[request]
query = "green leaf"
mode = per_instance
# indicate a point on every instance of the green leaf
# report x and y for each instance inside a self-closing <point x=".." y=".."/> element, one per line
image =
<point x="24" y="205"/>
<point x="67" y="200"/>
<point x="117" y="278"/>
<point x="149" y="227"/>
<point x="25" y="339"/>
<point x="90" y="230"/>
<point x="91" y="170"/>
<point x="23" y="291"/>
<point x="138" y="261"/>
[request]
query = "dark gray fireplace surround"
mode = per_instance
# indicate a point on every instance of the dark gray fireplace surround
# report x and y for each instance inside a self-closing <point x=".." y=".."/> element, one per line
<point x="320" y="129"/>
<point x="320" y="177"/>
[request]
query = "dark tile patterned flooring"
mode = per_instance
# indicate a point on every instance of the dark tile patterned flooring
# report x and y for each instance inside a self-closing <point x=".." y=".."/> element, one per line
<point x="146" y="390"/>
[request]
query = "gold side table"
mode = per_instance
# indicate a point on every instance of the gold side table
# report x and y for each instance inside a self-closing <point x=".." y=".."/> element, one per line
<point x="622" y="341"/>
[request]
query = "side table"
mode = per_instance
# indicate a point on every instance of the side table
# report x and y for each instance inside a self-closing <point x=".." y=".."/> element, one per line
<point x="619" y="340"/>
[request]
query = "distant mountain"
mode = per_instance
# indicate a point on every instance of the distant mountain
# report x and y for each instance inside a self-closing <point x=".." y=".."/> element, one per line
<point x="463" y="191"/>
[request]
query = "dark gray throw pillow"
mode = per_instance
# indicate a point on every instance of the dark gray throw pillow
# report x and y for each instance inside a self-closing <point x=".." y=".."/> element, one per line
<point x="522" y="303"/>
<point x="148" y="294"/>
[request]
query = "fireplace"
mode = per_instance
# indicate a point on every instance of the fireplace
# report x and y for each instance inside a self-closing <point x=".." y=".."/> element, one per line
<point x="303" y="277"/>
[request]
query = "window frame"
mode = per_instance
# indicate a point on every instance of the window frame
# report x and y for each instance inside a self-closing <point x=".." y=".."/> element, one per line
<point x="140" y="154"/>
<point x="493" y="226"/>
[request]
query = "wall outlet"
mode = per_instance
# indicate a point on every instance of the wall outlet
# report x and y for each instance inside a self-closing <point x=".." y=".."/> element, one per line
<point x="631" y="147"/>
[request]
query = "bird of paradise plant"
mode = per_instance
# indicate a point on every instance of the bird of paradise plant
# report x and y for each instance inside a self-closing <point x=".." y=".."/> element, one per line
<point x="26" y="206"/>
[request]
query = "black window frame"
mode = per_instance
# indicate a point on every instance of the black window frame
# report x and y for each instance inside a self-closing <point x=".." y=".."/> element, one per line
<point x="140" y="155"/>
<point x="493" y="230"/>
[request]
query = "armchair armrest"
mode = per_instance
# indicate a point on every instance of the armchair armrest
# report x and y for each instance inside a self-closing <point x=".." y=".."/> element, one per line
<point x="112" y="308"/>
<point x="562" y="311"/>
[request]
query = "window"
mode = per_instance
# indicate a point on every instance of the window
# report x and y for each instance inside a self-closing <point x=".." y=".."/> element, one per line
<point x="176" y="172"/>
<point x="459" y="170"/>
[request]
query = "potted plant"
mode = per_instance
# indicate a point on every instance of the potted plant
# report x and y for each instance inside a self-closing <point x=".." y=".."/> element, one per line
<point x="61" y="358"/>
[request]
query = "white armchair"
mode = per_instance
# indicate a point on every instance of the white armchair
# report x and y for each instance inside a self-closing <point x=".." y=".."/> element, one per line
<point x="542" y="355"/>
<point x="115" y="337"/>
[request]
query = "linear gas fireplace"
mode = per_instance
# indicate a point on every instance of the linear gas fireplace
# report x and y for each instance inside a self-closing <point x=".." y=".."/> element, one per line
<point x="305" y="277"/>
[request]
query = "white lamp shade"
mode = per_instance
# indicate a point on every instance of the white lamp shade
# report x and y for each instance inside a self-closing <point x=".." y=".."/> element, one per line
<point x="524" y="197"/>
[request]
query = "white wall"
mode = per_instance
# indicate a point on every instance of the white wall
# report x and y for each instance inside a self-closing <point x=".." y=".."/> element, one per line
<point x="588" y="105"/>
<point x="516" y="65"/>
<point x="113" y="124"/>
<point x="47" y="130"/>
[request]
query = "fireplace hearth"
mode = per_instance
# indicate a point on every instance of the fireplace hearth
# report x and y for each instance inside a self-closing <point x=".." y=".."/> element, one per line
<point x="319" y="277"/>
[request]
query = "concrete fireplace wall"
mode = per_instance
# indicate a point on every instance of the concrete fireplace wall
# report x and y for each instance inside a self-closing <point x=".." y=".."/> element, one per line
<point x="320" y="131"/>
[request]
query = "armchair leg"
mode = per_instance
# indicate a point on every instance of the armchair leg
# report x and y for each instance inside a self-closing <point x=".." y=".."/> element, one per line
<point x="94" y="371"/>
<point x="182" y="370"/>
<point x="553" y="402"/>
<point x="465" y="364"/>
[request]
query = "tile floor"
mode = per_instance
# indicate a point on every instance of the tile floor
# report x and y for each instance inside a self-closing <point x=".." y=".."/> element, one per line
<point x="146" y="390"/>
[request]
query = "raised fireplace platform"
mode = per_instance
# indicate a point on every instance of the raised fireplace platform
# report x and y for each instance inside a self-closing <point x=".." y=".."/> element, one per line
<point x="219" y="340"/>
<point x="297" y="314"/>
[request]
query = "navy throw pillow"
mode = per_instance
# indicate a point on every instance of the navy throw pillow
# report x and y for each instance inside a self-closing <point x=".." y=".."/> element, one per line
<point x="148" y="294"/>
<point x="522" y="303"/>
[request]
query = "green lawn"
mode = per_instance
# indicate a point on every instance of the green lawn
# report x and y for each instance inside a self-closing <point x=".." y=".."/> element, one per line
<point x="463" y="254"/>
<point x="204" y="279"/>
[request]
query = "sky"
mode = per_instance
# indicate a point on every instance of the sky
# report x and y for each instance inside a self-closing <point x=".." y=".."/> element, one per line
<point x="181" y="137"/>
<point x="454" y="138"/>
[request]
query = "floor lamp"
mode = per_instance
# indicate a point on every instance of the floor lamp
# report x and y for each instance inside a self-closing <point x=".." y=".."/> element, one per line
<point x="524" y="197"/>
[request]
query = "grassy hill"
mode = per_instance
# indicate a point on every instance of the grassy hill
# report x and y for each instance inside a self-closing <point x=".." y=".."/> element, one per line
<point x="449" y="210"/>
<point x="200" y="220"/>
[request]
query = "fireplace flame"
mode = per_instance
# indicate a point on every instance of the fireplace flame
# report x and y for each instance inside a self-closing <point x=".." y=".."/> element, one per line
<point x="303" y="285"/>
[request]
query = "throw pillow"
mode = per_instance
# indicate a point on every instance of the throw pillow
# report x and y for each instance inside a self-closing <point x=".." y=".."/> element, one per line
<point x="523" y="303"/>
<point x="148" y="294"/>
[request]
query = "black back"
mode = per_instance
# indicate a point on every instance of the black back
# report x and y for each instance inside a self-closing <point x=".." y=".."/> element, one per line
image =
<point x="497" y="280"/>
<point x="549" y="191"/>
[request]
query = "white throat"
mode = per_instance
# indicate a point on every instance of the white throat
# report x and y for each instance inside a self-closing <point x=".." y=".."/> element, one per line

| What you should do |
Your task is to return the full listing exactly as it was given.

| Complete answer |
[request]
query = "green leaf"
mode = per_instance
# indicate a point on every instance of the green leaf
# report x and y for each instance inside a self-closing <point x=".." y=".."/> element, one per line
image =
<point x="24" y="205"/>
<point x="67" y="200"/>
<point x="117" y="278"/>
<point x="149" y="227"/>
<point x="25" y="339"/>
<point x="90" y="230"/>
<point x="91" y="170"/>
<point x="23" y="291"/>
<point x="138" y="261"/>
[request]
query = "dark gray fireplace surround"
mode = per_instance
# indicate a point on every instance of the dark gray fireplace surround
# report x and y for each instance inside a self-closing <point x=".." y=".."/> element, one per line
<point x="320" y="129"/>
<point x="320" y="177"/>
[request]
query = "dark tile patterned flooring"
mode = per_instance
# indicate a point on every instance of the dark tile patterned flooring
# report x and y for each instance inside a self-closing <point x=".." y=".."/> element, one per line
<point x="146" y="390"/>
[request]
query = "gold side table"
mode = per_instance
# indicate a point on every instance of the gold side table
# report x and y for each instance inside a self-closing <point x=".." y=".."/> element, one per line
<point x="622" y="341"/>
[request]
query = "side table"
mode = per_instance
# indicate a point on every instance of the side table
# report x and y for each instance inside a self-closing <point x=".." y=".."/> element, one per line
<point x="619" y="340"/>
[request]
query = "distant mountain"
mode = per_instance
# indicate a point on every instance of the distant mountain
# report x and y for each instance inside a self-closing <point x=".." y=".."/> element, one per line
<point x="463" y="191"/>
[request]
query = "dark gray throw pillow"
mode = per_instance
# indicate a point on every instance of the dark gray throw pillow
# report x and y for each instance inside a self-closing <point x=".." y=".."/> element, one per line
<point x="522" y="303"/>
<point x="148" y="294"/>
[request]
query = "fireplace"
mode = per_instance
# indicate a point on every instance of the fireplace
# report x and y for each instance inside a self-closing <point x=".." y=".."/> element, one per line
<point x="303" y="277"/>
[request]
query = "window frame"
mode = per_instance
# indicate a point on every instance of the window frame
# report x and y for each instance inside a self-closing <point x=".." y=".."/> element, one per line
<point x="140" y="154"/>
<point x="493" y="226"/>
[request]
query = "wall outlet"
mode = per_instance
# indicate a point on every instance of the wall outlet
# report x and y for each instance inside a self-closing <point x=".." y=".."/> element, one per line
<point x="631" y="147"/>
[request]
query = "bird of paradise plant"
mode = per_instance
# indicate a point on every instance of the bird of paradise plant
# report x and y for each instance inside a self-closing <point x=".." y=".."/> element, one per line
<point x="26" y="206"/>
[request]
query = "black window frame"
mode = per_instance
# indicate a point on every instance of the black window frame
# report x and y for each instance inside a self-closing <point x=".." y=".."/> element, one per line
<point x="140" y="155"/>
<point x="493" y="230"/>
[request]
query = "armchair armrest"
mode = per_instance
# indicate a point on every instance of the armchair armrest
# report x and y for each instance inside a self-closing <point x=".." y=".."/> element, one per line
<point x="112" y="308"/>
<point x="562" y="311"/>
[request]
query = "window"
mode = per_instance
# indicate a point on every instance of the window
# report x and y for each instance inside a self-closing <point x=".." y=".."/> element, one per line
<point x="176" y="172"/>
<point x="459" y="170"/>
[request]
query = "potted plant"
mode = per_instance
# indicate a point on every instance of the potted plant
# report x and y for each instance inside a self-closing <point x=".." y=".."/> element, one per line
<point x="61" y="358"/>
[request]
query = "white armchair"
mode = per_instance
# indicate a point on every instance of the white armchair
# report x and y for each instance inside a self-closing <point x=".." y=".."/> element, one per line
<point x="542" y="355"/>
<point x="115" y="337"/>
[request]
query = "linear gas fireplace"
mode = per_instance
# indicate a point on every instance of the linear gas fireplace
# report x and y for each instance inside a self-closing <point x=".." y=".."/> element, one per line
<point x="305" y="277"/>
[request]
query = "white lamp shade"
mode = per_instance
# indicate a point on every instance of the white lamp shade
# report x and y for each instance inside a self-closing <point x=".." y=".."/> element, one per line
<point x="524" y="197"/>
[request]
query = "white wall"
mode = per_instance
# indicate a point on every instance of the white wall
# report x and y for each instance inside a self-closing <point x=".." y=".."/> element, one per line
<point x="588" y="105"/>
<point x="516" y="65"/>
<point x="113" y="124"/>
<point x="47" y="130"/>
[request]
query = "fireplace hearth"
mode = per_instance
# indicate a point on every instance of the fireplace hearth
# report x and y for each instance inside a self-closing <point x=".." y=".."/> element, one per line
<point x="319" y="277"/>
[request]
query = "concrete fireplace wall"
mode = per_instance
# indicate a point on every instance of the concrete fireplace wall
# report x and y for each instance inside a self-closing <point x=".." y=".."/> element, one per line
<point x="320" y="131"/>
[request]
query = "armchair leg"
mode = per_instance
# indicate a point on every instance of the armchair leg
# report x and y for each instance inside a self-closing <point x=".." y=".."/> element, one per line
<point x="94" y="371"/>
<point x="182" y="370"/>
<point x="553" y="402"/>
<point x="465" y="364"/>
[request]
query = "tile floor"
mode = per_instance
# indicate a point on every instance of the tile floor
# report x and y for each instance inside a self-closing <point x=".." y=".."/> element, one per line
<point x="146" y="390"/>
[request]
query = "raised fireplace platform"
mode = per_instance
# indicate a point on every instance of the raised fireplace platform
# report x and y for each instance inside a self-closing <point x=".." y=".."/> element, one per line
<point x="219" y="340"/>
<point x="297" y="314"/>
[request]
query = "navy throw pillow"
mode = per_instance
# indicate a point on every instance of the navy throw pillow
# report x and y for each instance inside a self-closing <point x=".." y=".."/> element, one per line
<point x="148" y="294"/>
<point x="522" y="303"/>
[request]
query = "green lawn"
mode = per_instance
# indicate a point on every instance of the green lawn
# report x and y for each instance inside a self-closing <point x=".." y=".."/> element, one per line
<point x="463" y="254"/>
<point x="204" y="279"/>
[request]
query = "sky"
mode = per_instance
# indicate a point on every instance of the sky
# report x and y for each instance inside a self-closing <point x=".." y=".."/> element, one per line
<point x="181" y="137"/>
<point x="454" y="138"/>
[request]
query = "floor lamp"
mode = per_instance
# indicate a point on every instance of the floor lamp
# report x and y for each instance inside a self-closing <point x=".." y=".."/> element, one per line
<point x="524" y="197"/>
[request]
query = "grassy hill"
mode = per_instance
# indicate a point on every instance of the grassy hill
# report x and y for each instance inside a self-closing <point x=".." y=".."/> element, one per line
<point x="449" y="210"/>
<point x="200" y="220"/>
[request]
query = "fireplace flame"
mode = per_instance
# indicate a point on every instance of the fireplace flame
# report x and y for each instance inside a self-closing <point x=".." y=".."/> element, one per line
<point x="303" y="285"/>
[request]
query = "throw pillow"
mode = per_instance
# indicate a point on every instance of the throw pillow
# report x and y for each instance inside a self-closing <point x=".." y=".."/> element, one per line
<point x="523" y="303"/>
<point x="148" y="294"/>
[request]
query = "black back"
mode = per_instance
# indicate a point on every instance of the black back
# report x and y for each instance inside a self-closing <point x=".." y=".."/> element, one per line
image =
<point x="497" y="280"/>
<point x="549" y="191"/>
[request]
query = "white throat"
mode = per_instance
# indicate a point on every instance of the white throat
# report x and y for each instance inside a self-closing <point x=".." y=".."/> element, one per line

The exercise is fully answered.